◆ WHAT IS NEEDED ◆
Begin with the line containing "y=44, one point per instance." and end with the last line of the data below; return those lines exactly, and only those.
BEGIN TASK MATERIAL
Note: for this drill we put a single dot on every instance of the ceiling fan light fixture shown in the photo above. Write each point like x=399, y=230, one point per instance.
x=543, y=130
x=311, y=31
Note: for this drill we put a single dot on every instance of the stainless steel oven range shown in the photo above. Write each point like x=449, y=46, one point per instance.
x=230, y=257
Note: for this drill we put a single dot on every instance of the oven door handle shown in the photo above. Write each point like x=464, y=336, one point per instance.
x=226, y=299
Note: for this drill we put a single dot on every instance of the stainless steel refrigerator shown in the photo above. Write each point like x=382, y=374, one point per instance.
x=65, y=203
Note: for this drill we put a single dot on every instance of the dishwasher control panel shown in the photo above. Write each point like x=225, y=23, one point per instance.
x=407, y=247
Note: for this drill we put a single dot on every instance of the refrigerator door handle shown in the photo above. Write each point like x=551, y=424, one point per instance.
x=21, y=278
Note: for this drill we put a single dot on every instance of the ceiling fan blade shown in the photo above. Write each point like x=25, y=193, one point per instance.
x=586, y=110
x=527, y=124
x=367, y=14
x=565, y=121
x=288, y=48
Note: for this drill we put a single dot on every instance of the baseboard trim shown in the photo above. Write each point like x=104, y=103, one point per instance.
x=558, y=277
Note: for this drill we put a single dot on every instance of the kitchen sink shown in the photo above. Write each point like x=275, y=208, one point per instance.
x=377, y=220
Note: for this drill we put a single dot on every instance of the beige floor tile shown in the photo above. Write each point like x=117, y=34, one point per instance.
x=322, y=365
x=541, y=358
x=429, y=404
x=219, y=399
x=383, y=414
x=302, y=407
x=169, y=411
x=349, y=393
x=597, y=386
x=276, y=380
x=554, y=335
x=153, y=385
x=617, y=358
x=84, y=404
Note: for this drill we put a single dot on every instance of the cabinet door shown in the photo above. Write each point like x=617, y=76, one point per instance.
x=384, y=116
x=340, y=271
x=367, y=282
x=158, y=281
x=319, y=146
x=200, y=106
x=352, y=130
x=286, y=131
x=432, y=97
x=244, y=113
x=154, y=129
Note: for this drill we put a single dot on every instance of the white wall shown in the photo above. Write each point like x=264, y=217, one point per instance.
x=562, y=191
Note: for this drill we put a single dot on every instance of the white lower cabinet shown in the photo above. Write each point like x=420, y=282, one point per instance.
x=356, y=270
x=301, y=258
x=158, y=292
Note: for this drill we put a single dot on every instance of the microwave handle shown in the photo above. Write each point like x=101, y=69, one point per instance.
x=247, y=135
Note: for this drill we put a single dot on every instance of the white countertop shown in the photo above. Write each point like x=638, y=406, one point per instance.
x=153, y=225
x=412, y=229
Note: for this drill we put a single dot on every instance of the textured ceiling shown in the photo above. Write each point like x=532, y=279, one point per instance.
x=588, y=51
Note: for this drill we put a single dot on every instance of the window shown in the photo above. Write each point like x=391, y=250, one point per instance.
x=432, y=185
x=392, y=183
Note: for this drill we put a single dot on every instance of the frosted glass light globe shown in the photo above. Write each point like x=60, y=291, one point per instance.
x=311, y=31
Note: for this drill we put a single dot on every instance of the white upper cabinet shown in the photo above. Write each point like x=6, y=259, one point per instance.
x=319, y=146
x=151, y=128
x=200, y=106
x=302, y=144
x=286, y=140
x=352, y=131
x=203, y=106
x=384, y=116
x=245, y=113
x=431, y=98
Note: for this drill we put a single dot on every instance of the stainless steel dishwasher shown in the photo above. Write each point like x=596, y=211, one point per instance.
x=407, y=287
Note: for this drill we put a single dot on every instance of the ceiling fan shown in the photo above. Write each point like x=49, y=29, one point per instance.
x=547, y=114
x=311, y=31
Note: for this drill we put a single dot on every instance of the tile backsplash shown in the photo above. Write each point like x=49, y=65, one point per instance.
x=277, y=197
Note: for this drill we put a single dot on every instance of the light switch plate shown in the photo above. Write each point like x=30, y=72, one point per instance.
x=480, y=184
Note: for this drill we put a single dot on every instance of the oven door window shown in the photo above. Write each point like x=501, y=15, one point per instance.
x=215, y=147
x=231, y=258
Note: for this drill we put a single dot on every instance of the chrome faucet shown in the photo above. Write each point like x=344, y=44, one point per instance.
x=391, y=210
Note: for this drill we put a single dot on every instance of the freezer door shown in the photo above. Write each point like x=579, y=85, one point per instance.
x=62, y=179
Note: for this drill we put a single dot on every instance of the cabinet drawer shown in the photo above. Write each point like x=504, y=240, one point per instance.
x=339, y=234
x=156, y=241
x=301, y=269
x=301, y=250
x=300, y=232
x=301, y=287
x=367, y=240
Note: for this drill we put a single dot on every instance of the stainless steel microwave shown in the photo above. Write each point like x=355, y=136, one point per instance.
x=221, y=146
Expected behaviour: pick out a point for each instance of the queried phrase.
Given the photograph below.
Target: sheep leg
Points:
END TASK MATERIAL
◆ TASK SOLUTION ◆
Note: for this drill we put a single dot on every instance of the chrome faucet shown in the photo above. Write each point like x=344, y=44, one point per instance.
x=391, y=210
Note: for this drill we put a single dot on every instance of the freezer door shown in the photo above. Write each point like x=579, y=85, one point per instance.
x=62, y=179
Note: for this drill we put a single dot on every instance of the cabinet drawer shown in the photo above. Write each point like x=504, y=240, one point per instance.
x=339, y=234
x=156, y=241
x=301, y=269
x=301, y=250
x=300, y=232
x=301, y=287
x=367, y=240
Note: for this drill we put a single dot on every instance of the stainless steel microwave shown in the photo above. Write each point like x=355, y=136, one point per instance.
x=221, y=146
Expected behaviour: pick out a point for each instance of the queried phrase.
Given the photograph below.
Target: sheep leg
Points:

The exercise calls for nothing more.